▶ [GIVEN TEXT]

The first gardens of Versailles - those that gave a modest setting to the villa constructed for Louis XIII, comprised a few parterres of flowers and shrubs bounded by well trimmed box hedges, and two groves planted on each side of the Allee Royale. To Jacques Boyceau is accredited the first plan of the gardens of Versailles, but Andre Le Notre greatly amplified and improved the original scheme. Le Notre's achievements at Versailles gave him rank as the most distinguished landscape gardener of his time, and of all time.

Besides the luxurious and symmetrical gardens at Versailles, he originated the designs of those at the royal houses at Trianon, Saint-Cloud, Merly, Clagny, Chantilly and the Tuileries. The Parterre of the Tiber at Fontainebleau also added to his high reputation. For a long period the style of garden perfected by Le Notre was taken as a model and imitated throughout Europe. In 1678 he went to Italy on a mission for the King, who desired him to make researches there. While at Rome the eminent artist from France was commissioned to plan the gardens of the Quirinal, the Vatican and the villas Ludovisi and Albani. The Elector of Brandenburg summoned him to design the garden at Oranienburg; Kensington Park in London is still another example of Le Notre's skill. In his genius were reflected the qualities that distinguished the art of his century: regularity of design, harmony, dignity and richness of materials. Louis XIV had an enduring admiration for the work and character of the Chief Gardener - a man at all times honest, retiring, and inspired by enthusiasm for his calling.

▶ [EXERCISE TASK]
Write out the passage on the Versailles gardens word for word, starting with "The first gardens" and going on through "of all time.".

▶ [MATERIAL SHOWN]

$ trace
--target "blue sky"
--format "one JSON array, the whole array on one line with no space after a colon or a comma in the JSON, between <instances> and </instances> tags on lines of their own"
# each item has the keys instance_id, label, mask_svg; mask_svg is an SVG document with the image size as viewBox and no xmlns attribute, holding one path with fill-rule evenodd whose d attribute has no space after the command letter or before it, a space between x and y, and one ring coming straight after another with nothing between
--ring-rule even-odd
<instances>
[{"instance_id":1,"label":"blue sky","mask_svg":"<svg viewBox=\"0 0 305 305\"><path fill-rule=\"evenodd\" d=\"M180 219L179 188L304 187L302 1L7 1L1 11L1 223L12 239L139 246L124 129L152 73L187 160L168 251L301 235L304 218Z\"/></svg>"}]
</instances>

▶ [CORRECT ANSWER]
The first gardens of Versailles - those that gave a modest setting to the villa constructed for Louis XIII, comprised a few parterres of flowers and shrubs bounded by well trimmed box hedges, and two groves planted on each side of the Allee Royale. To Jacques Boyceau is accredited the first plan of the gardens of Versailles, but Andre Le Notre greatly amplified and improved the original scheme. Le Notre's achievements at Versailles gave him rank as the most distinguished landscape gardener of his time, and of all time.